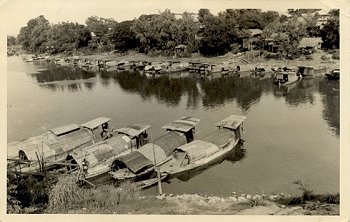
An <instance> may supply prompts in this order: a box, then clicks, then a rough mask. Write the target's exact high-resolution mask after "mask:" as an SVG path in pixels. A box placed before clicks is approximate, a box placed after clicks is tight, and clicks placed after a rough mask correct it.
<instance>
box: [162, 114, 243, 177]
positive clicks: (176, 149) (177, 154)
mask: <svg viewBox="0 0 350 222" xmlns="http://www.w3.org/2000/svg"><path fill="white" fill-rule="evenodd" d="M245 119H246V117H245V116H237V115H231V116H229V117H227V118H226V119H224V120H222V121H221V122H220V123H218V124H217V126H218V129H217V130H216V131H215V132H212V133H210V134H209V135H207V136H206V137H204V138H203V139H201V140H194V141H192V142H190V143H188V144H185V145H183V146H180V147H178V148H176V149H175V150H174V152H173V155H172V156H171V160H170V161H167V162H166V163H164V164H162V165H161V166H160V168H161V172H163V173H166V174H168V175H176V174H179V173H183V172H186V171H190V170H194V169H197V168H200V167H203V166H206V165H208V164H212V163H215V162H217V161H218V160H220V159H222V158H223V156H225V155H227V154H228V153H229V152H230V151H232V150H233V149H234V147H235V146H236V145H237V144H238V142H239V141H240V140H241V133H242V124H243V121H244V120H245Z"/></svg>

----------

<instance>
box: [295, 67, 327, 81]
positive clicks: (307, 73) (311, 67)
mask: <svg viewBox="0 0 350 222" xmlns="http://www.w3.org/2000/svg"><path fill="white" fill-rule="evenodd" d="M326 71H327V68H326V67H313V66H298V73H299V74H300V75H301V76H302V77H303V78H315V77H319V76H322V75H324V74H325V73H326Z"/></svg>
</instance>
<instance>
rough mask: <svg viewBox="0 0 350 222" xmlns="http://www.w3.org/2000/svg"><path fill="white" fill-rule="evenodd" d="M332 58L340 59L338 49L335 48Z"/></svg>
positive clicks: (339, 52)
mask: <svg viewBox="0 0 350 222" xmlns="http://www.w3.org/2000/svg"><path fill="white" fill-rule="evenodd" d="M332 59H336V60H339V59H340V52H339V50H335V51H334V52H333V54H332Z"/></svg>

----------

[WORK ORDER] Respond with one number, the count of lines of the material that include "rough".

[REPLY] 2